Data:
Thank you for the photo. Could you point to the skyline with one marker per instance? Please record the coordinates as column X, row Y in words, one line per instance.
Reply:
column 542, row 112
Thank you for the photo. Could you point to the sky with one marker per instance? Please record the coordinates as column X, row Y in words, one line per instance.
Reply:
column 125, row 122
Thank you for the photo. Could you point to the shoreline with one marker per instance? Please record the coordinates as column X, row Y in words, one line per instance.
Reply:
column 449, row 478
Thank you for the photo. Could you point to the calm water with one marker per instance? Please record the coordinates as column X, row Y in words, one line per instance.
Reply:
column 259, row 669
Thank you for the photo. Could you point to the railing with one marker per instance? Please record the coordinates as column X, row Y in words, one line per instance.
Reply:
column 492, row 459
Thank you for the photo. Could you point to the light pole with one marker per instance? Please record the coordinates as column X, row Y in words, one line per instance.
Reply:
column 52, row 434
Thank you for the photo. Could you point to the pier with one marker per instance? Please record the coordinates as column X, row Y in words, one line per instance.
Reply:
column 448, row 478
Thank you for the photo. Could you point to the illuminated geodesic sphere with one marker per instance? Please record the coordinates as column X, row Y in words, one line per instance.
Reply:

What you have to do: An identical copy of the preceding records should be returned.

Exercise result:
Thank you for the photo. Could you point to the skyline with one marker per instance? Please record the coordinates as column X, row Y in words, one line per instance.
Reply:
column 542, row 112
Thank you for the photo. Could you point to the sky with one marker per instance? Please record the coordinates as column X, row Y in words, one line per instance.
Reply:
column 125, row 122
Thank you for the photo. Could you point to the shoreline with one marker per instance? Please record the coordinates as column X, row Y in words, one line per instance.
Reply:
column 449, row 478
Thank you for the photo. Could you point to the calm water with one marker per instance? Please record the coordinates as column X, row Y in words, one line per instance.
Reply:
column 259, row 669
Thank you for the photo. Could you point to the railing with one marker per instance? Please record the coordinates as column X, row Y in words, one line per instance.
Reply:
column 492, row 459
Thank you for the photo. Could you point to the light pole with one marker per instance? Please record the coordinates as column X, row Y in words, one line per instance.
Reply:
column 52, row 434
Thank you for the photo. Could you point to the pier with one marker per instance? Please record the coordinates as column X, row Y in words, one line per instance.
Reply:
column 448, row 478
Thank you for the photo. Could you point to the illuminated geodesic sphere with one marker per instance? Please record the coordinates as column X, row Y in words, one line per instance.
Reply:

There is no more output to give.